Data for analysis.
# # # # #

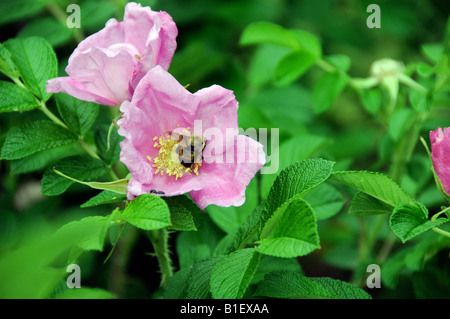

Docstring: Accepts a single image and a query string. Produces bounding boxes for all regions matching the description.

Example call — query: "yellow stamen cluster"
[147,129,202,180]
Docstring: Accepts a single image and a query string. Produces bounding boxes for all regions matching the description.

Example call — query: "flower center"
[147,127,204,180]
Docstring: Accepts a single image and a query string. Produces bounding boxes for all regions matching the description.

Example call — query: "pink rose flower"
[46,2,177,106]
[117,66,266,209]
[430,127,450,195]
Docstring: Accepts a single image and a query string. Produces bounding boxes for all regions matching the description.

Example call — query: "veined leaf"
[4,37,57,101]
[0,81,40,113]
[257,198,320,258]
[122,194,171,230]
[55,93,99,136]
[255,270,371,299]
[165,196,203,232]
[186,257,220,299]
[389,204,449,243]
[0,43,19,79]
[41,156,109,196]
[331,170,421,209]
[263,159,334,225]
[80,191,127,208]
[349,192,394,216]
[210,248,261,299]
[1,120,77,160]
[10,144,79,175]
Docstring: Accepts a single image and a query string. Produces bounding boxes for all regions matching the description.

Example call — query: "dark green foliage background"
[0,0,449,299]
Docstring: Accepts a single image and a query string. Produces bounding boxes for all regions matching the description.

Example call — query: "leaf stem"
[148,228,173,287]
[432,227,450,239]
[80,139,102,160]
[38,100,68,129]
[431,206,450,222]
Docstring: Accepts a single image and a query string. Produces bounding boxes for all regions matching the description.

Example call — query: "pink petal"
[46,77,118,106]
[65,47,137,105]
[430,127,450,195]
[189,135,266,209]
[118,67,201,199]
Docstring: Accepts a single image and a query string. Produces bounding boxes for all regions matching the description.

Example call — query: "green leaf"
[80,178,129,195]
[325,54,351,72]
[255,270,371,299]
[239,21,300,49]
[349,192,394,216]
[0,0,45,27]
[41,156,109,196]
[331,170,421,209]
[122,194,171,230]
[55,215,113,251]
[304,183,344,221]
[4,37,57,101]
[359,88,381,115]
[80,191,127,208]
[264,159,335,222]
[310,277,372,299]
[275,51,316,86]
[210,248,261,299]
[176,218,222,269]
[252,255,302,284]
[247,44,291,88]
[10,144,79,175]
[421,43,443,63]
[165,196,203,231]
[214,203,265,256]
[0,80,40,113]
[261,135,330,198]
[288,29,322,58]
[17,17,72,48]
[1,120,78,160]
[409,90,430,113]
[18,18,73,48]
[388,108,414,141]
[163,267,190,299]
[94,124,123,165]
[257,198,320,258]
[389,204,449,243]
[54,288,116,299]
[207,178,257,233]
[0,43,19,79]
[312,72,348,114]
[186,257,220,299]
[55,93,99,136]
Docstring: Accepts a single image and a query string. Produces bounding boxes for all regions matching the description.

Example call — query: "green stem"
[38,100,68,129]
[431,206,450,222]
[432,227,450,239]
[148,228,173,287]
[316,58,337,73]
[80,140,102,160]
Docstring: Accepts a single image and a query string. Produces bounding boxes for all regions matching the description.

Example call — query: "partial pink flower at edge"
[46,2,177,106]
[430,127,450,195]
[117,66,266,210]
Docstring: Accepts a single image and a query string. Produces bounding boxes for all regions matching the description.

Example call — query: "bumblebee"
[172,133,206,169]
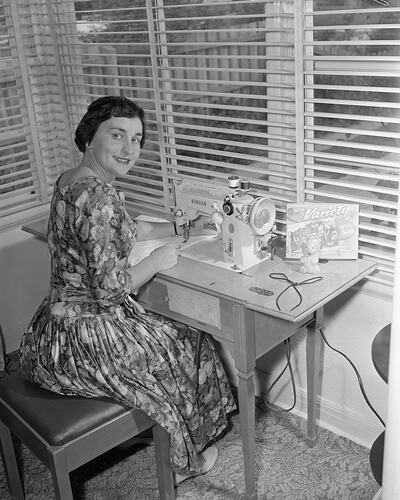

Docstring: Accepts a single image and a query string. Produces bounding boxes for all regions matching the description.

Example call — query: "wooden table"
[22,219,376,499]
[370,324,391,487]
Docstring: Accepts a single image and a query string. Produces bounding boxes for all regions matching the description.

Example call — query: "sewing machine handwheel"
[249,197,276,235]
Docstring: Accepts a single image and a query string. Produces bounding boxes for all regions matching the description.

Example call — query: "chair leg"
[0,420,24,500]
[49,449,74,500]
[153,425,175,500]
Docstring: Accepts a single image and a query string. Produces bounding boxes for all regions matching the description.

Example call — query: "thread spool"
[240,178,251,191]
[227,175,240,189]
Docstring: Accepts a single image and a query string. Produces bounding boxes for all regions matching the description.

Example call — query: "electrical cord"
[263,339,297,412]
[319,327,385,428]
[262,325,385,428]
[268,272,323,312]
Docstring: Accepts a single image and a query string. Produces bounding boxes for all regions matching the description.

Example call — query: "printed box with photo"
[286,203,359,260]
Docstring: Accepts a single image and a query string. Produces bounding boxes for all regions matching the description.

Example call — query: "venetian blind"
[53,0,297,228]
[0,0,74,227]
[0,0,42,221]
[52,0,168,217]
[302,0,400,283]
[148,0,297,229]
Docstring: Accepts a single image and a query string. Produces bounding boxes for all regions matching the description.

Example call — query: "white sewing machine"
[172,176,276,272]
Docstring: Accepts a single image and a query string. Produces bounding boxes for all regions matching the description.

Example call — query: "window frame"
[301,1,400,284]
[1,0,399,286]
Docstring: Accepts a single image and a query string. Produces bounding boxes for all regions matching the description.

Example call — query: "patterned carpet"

# # # # #

Work to be completed.
Give the data again exactly, image-free.

Answer section.
Docstring: Accepts a single image and a query string. Produces bounding boxes for all regions matching the description.

Example call — query: "yellow stamen cluster"
[147,129,202,180]
Docstring: Accepts a single image and a query string. Produces bounding boxes for all regions matching the description.

Example call — query: "flower center"
[147,127,204,180]
Docstring: Accepts a single image and a query string. Produces bounding boxes for all regions matching the description.

Example call — query: "pink rose flower"
[46,2,177,106]
[117,66,266,209]
[430,127,450,195]
Docstring: Accepts a single image and a query string. Produces bounding boxes for all regions matching the description.

Example call — query: "veined leaf"
[4,37,57,101]
[0,81,40,113]
[257,198,320,258]
[122,194,171,230]
[55,93,99,136]
[255,270,371,299]
[165,196,203,232]
[186,257,220,299]
[389,204,449,243]
[0,43,19,79]
[41,156,109,196]
[331,170,421,209]
[263,159,334,225]
[80,191,127,208]
[349,192,394,216]
[210,248,261,299]
[1,120,77,160]
[10,144,79,175]
Docstring: Accepts a single image and a query string. Produces bounding boxes for all regions matching the description.

Example call — query: "dark green foliage background"
[0,0,449,299]
Docstring: Accepts a single image and a query string. Produces bounding boxes for all regions matching the description.

Example call — query: "leaf stem"
[148,228,173,287]
[432,227,450,239]
[80,139,102,160]
[38,100,68,129]
[431,206,450,222]
Docstring: Accepts a single image and a query string. Produces bounding boxes for all regions matching the description.

Example call — query: "pink petal"
[46,77,118,106]
[65,47,137,105]
[430,127,450,195]
[189,135,266,209]
[118,67,201,199]
Docstring: Accepts a single image and a query string. Produces bounding boxes for all regions matching the description.

Example call — query: "green leaf"
[80,178,129,195]
[325,54,351,72]
[255,270,371,299]
[239,21,300,49]
[349,192,394,216]
[0,0,45,27]
[41,156,109,196]
[331,170,421,209]
[122,194,171,230]
[55,215,113,251]
[304,183,344,221]
[4,37,57,101]
[359,88,381,115]
[80,191,127,208]
[264,159,335,222]
[310,277,372,299]
[275,51,316,86]
[210,248,261,299]
[176,218,222,269]
[252,255,302,284]
[247,44,291,88]
[10,144,79,175]
[421,43,443,63]
[165,196,203,231]
[214,203,265,256]
[0,80,40,113]
[261,135,330,198]
[288,29,322,58]
[17,17,72,48]
[1,120,78,160]
[409,90,430,113]
[18,18,73,48]
[388,108,414,141]
[163,267,190,299]
[94,124,123,165]
[257,198,320,258]
[389,204,449,243]
[54,288,116,299]
[207,178,257,233]
[0,43,19,79]
[312,72,348,114]
[186,257,220,299]
[55,93,99,136]
Docstring: Accepts a single image and a query string. Produces bounding boxes for all regions matching the description.

Example call — query: "green stem"
[38,100,68,129]
[431,206,450,222]
[432,227,450,239]
[148,228,173,287]
[316,58,337,73]
[80,140,102,160]
Docstring: Accepts a single image and a query string. Produces bounding boxes for all regions matching the description.

Example call — query: "partial pink flower at edge"
[46,2,177,106]
[430,127,450,195]
[117,66,266,210]
Docstring: Accepts a single image and a query string. Produces bounding boxes for all regions matching the description.

Example call — query: "bumblebee"
[172,133,206,169]

Docstring: Accepts a single image and a query string. Produces bounding boxes for all regions matching the description.

Example call — query: "wooden table"
[22,219,376,499]
[370,324,391,487]
Docstring: Accepts a single image and a query string. Produces bounding boxes for all regions matching the description.

Example call — query: "sewing machine handwheel"
[249,197,276,235]
Docstring: Accepts a single image and a query string. Produces bounding boxes for all regions matching the description.

Example call — query: "chair leg"
[0,420,24,500]
[49,449,74,500]
[153,425,175,500]
Docstring: Accepts a single image and a query string. Produces bounding boxes for all regions matching the description.

Example call — query: "thread spool"
[240,178,251,191]
[227,175,240,189]
Docstring: Accepts a single image and a query string. Produces bounding boxes for all regions matching the description.

Example call — query: "electrical cord"
[263,339,297,412]
[319,327,385,428]
[262,325,385,428]
[268,272,323,312]
Docstring: Accepts a single image and a query string. Produces bounding boxes for all regions matching the description.

Example call — query: "printed box with photo"
[286,203,359,260]
Docstring: Accepts a single image and a query string. Produces bounding boxes for all regions matching the description.

Example call — query: "venetian blind"
[53,0,297,228]
[0,0,74,227]
[0,0,42,221]
[52,0,168,217]
[302,0,400,283]
[148,0,297,229]
Docstring: Accepts a single image and a query string. Produces bounding boxes for all regions matching the description.

Example call — query: "white sewing machine"
[172,176,276,272]
Docstring: Accepts a single image and a query string. Produces bounding boxes for all regions matching the description.

Example call — query: "window frame"
[301,1,400,284]
[1,0,399,286]
Docstring: Accepts a single image and a query string. Produces bounding boxes for all regions matching the description.

Example call — query: "patterned carpet"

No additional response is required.